- _SCHRIFTLICHE AUFGABE A_:
Mit welchem Beteiligungsbetrag beteiligte sich der Kläger laut dem Auszug im Jahr 2013 als Treuhandkommanditist?

- _AUSZUG_:
┌────────

Leitsatz (amtlich)
1. Ein Beschluss, durch den ein Antrag des Klägers auf Bestellung eines Prozesspflegers für die führungslose beklagte GmbH abgelehnt wird, ist innerhalb der Frist des § 569 Abs. 1 Satz 1 ZPO anfechtbar.
2. Die Auslegung von Prozesserklärungen hat sich daran zu orientieren, dass im Zweifel dasjenige gewollt ist, was nach den Maßstäben der Rechtsordnung vernünftig ist und dem recht verstandenen Interesse der Partei entspricht (Anschluss an BGH, Beschluss vom 10. Oktober 2013, IX ZB 229/11, Rn. 30).
3. Der Wegfall der Prozessfähigkeit ist für einen Rechtsstreit ohne Bedeutung, wenn die nicht mehr prozessfähige Partei einem Rechtsanwalt wirksam Prozessvollmacht erteilt hat, weil die Vollmacht nach § 86 ZPO weiter wirkt. Dies gilt auch dann, wenn bereits vor Klageerhebung kein gesetzlicher Vertreter mehr vorhanden ist, aber eine bereits vor Wegfall der Prozessfähigkeit erteilte Prozessvollmacht fortbesteht; eine solche Partei ist bei fortwirkender Prozessvollmacht wirksam vertreten.
Verfahrensgang
LG Chemnitz (Aktenzeichen 6 O 1670/19) |
Tenor
Die Beschwerde des Klägers gegen den Beschluss des Landgerichts Chemnitz vom 24.01.2020 wird zurückgewiesen. Die Kosten des Beschwerdeverfahrens hat der Kläger zu tragen.
Gründe
I. Der Kläger hat sich im Jahr 2013 als Treuhandkommanditist mit einem Beteiligungsbetrag i.H.v. 21.400,00 EUR an der V. GmbH & Co. ... KG beteiligt. Vermittelt wurde die Beteiligung durch J ... J .... Der Kläger nimmt die Beklagte, eine Vertriebsgesellschaft in der Rechtsform einer GmbH, auf Schadensersatz in Anspruch, da diese Pflichten aus einem zwischen den Parteien zu Stande gekommenen Anlageberatungsvertrag verletzt habe.

└────────

- _GEGEBENE DATEN_:
┌────────

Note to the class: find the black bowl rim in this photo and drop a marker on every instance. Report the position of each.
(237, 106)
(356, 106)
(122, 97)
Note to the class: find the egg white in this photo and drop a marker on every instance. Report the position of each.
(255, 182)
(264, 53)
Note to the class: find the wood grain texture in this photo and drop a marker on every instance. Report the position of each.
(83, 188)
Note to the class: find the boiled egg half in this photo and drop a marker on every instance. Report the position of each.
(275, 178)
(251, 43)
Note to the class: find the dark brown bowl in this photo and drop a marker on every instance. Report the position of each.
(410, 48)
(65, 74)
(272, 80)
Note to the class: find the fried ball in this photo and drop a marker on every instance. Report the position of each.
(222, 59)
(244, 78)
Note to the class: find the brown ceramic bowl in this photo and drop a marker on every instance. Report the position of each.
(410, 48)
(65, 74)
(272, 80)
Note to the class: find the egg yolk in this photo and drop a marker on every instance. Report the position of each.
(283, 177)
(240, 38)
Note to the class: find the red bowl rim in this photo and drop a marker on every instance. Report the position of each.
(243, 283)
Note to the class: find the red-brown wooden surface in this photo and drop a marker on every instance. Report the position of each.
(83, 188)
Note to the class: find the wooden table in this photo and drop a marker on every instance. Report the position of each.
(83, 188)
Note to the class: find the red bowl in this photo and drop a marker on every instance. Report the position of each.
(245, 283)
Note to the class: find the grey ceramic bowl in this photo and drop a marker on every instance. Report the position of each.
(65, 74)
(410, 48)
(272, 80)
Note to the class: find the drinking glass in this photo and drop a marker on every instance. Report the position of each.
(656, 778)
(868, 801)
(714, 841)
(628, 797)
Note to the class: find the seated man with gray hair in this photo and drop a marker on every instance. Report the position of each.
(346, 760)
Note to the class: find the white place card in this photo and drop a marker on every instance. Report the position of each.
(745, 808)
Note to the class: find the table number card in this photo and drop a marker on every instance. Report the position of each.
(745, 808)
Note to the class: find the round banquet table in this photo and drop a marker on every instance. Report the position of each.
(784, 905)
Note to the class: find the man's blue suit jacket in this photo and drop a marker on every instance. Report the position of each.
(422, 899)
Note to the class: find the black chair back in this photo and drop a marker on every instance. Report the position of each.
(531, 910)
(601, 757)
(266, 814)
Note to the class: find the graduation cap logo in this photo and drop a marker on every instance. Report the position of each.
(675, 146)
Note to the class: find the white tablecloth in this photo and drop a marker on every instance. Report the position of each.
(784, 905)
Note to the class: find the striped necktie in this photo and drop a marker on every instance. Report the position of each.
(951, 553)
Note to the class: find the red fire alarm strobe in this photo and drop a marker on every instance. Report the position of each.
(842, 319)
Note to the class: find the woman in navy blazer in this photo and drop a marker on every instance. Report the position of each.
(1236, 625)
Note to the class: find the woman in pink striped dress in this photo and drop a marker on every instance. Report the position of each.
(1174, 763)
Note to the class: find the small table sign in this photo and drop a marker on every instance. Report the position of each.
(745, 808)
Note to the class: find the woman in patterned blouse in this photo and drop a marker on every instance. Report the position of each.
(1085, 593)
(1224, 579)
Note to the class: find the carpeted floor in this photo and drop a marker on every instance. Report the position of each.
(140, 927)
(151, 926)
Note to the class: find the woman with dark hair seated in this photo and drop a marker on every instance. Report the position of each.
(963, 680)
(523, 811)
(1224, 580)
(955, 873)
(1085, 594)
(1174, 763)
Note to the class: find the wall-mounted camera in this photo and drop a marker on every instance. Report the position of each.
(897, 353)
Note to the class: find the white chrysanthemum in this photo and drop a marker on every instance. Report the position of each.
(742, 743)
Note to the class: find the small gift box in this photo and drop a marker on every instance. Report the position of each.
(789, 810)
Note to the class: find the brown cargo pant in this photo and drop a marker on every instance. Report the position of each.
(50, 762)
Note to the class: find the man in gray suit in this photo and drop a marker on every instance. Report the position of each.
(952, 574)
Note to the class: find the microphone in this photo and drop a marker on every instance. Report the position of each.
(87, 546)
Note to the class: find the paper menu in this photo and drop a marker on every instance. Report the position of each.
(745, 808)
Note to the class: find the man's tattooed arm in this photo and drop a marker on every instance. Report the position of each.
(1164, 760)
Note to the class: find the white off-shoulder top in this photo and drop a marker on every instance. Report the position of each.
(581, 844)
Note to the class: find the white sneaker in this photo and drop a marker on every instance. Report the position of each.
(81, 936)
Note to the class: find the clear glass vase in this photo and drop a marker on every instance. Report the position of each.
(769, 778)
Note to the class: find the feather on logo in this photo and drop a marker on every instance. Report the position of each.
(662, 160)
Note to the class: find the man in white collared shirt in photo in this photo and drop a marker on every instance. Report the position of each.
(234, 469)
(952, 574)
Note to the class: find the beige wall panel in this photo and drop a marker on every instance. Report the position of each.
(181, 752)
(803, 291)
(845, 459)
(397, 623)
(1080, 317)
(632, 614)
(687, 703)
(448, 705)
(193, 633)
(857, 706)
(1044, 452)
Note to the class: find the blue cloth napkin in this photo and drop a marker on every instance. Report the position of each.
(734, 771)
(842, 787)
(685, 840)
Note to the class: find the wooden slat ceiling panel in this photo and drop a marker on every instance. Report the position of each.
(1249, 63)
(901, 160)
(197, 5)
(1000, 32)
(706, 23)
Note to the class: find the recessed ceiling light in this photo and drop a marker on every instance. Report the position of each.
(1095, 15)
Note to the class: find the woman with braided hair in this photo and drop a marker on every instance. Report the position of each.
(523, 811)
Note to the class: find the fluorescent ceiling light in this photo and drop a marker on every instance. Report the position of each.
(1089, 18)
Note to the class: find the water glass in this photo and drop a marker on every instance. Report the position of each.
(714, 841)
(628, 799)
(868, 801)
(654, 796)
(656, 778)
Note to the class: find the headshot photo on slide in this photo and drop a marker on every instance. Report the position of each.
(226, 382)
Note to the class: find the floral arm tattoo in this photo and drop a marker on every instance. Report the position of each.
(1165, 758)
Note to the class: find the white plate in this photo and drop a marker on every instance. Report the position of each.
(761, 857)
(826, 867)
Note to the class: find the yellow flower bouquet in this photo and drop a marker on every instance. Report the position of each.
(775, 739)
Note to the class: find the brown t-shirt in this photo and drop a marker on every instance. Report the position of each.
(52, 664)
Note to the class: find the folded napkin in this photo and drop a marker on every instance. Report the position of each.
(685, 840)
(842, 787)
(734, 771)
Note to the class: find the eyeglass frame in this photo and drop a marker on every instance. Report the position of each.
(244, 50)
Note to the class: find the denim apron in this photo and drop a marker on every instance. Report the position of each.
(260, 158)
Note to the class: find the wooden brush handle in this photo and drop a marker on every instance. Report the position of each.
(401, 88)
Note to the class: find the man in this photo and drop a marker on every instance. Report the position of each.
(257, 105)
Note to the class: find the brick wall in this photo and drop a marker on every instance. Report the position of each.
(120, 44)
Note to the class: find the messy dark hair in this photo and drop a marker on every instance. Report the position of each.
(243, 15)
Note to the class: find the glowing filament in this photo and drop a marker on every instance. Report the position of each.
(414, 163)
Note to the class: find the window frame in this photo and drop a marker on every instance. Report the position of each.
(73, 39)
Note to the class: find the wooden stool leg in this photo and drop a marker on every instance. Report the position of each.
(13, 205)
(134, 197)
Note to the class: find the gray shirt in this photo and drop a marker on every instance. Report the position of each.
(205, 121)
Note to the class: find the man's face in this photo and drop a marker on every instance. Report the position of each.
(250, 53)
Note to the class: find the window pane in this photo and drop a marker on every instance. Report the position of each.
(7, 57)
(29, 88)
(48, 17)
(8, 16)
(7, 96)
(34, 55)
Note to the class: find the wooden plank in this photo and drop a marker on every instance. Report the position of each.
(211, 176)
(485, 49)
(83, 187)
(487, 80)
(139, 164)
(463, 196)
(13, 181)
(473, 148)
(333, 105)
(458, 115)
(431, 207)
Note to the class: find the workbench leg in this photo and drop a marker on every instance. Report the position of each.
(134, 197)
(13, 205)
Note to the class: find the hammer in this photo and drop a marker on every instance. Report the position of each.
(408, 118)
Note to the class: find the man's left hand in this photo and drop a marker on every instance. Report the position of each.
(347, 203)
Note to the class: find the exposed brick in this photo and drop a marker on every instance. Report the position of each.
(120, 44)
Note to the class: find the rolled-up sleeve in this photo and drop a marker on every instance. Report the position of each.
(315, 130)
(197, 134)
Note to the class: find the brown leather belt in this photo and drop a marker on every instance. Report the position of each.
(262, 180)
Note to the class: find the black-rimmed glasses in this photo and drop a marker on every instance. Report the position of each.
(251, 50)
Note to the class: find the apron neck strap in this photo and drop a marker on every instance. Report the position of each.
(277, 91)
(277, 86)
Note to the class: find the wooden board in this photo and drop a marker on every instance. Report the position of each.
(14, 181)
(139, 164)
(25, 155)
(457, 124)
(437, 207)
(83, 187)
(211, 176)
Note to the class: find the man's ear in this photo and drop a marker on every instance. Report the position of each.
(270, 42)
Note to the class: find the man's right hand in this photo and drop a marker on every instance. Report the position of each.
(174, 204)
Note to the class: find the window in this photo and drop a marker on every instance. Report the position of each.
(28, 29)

└────────

- _SCHRIFTLICHE AUFGABE B_:
Wähle aus den Datensätzen jede Zeile aus, in der die Zeichenfolge „gray“ vorkommt. Dabei zählt die Groß- und Kleinschreibung.

- _VOLLSTÄNDIGE ANTWORT A_:
Mit 21.400,00 EUR.

- _VOLLSTÄNDIGE ANTWORT B_:
Note to the class: find the seated man with gray hair in this photo and drop a marker on every instance. Report the position of each.
Note to the class: find the man in gray suit in this photo and drop a marker on every instance. Report the position of each.
Note to the class: find the gray shirt in this photo and drop a marker on every instance. Report the position of each.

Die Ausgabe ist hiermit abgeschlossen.